Work to complete:
1. Copy the SASS post from "This is a continuation" up to and including "tools and concepts.", replacing "mixins" with "functions".
2. Carry on writing the post about using SASS smartly, starting right after its last line.

Text:
Using SASS smartly

This is a continuation to my earlier post on SASS: SASS, SCSS and Modular Design. This presents new ideas and more advanced mixins, tools and concepts.

During development, watch what you’re doing

An additional parameter to the SASS command line tool allows you to watch files for changes and then automatically recompile them. This reduces the commands that you have to type at the terminal and it makes it easier to track changes. The command I use to watch the folder containing my SASS is:

sass \
  --scss \ # tells SASS that we're using the SCSS syntax
  --update \ # compile the files to CSS
  --style expanded \ # use the expanded SASS/SCSS syntax
  --line-numbers \ # prints originating SCSS file and line number for debugging
  --line-comments \ 
  --watch \ # Makes sass update on change
  scss/:css/ # source SCSS and target CSS folders

I usually create a shell script with this command so I don’t have to type it over and over.

Start small, build big

Partials, mixins and SASS extension mechanism give you the ability to create small building blocks that you can then use as needed in larger blocks and applications.

Extension and placeholder selectors

(http://12devs.co.uk/articles/handy-advanced-sass/)

Point annotation dataset records
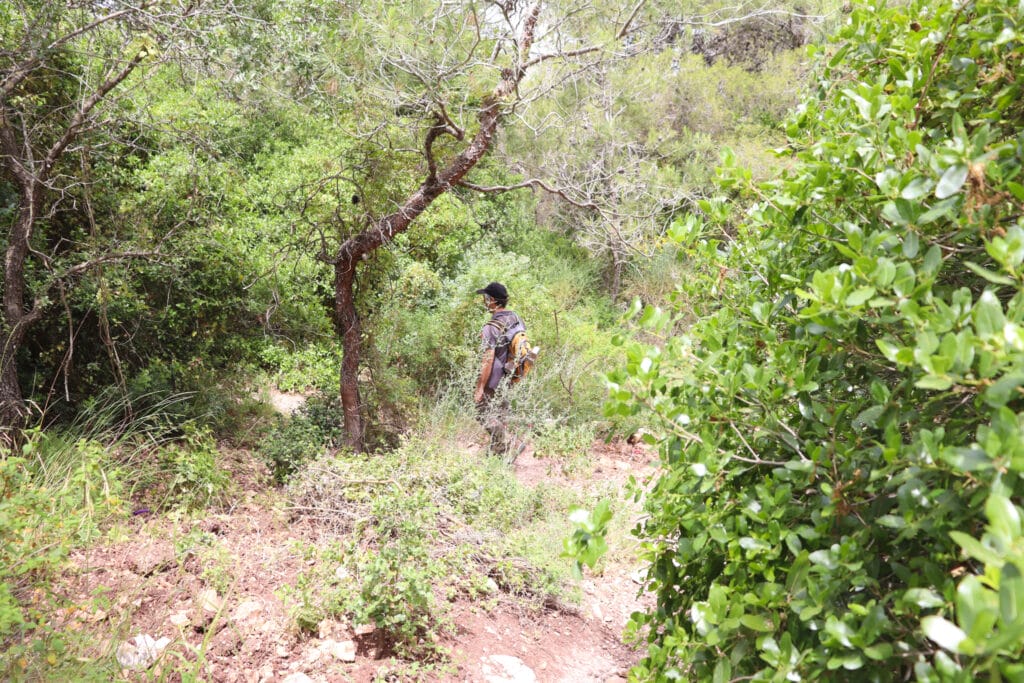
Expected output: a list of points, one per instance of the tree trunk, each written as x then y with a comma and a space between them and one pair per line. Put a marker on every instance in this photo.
12, 411
346, 321
15, 319
438, 181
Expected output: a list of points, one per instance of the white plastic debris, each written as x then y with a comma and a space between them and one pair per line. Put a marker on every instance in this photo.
141, 652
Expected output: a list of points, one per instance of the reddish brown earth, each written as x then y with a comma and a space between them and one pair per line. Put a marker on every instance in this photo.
247, 635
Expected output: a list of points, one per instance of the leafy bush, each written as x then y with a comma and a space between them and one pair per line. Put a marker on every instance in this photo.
302, 437
195, 476
843, 422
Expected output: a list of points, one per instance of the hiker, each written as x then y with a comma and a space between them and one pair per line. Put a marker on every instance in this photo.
494, 413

In response:
1.
This is a continuation to my earlier post on SASS: SASS, SCSS and Modular Design. This presents new ideas and more advanced functions, tools and concepts.

2.
Your SASS stylesheets will grow quickly if you use the @include directive; this is unavoidable since it duplicates all the instructions that it is adding to each rule it is used in. Fortunately SASS gives us @extend which will group declarations together instead of copying from one into another

A Basic Example

.inline-block {
  display: inline-block; 
  vertical-align: baseline; 
  *display: inline; 
  *vertical-align: auto;
  *zoom: 1;
}

.btn {
  @extend .inline-block;
  padding: 0.5em 1em;
}

.foo {
  @extend .inline-block;
  color: red;
}

CSS Output

// selectors are grouped
.inline-block, .btn, .foo {
  display: inline-block; 
  vertical-align: baseline; 
  *display: inline; 
  *vertical-align: auto;
  *zoom: 1;
}

.btn {
  padding: 0.5em 1em;
}

.foo {
  color: red;
}

Instead of adding the styles from .inline-block into both of our .btn and .foo declarations, the extend directive grouped our classes alongside the .inline-block class, reducing duplication significantly.

Placeholder Selectors

In the previous example our .inline-block class was also generated amongst the group of declarations and had we not even extended the .inline-block class, it still would have been output in our final CSS file. This is not ideal and is exactly where Placeholder Selectors come in handy.

Any CSS declared within a placeholder will not be compiled in your final CSS file unless it has been extended (think abstract classes in languages like Java or C++). It also means that other developers cannot inadvertently hook onto these styles in their markup. It may be a better and less troublesome method to extend classes to extend placeholders instead.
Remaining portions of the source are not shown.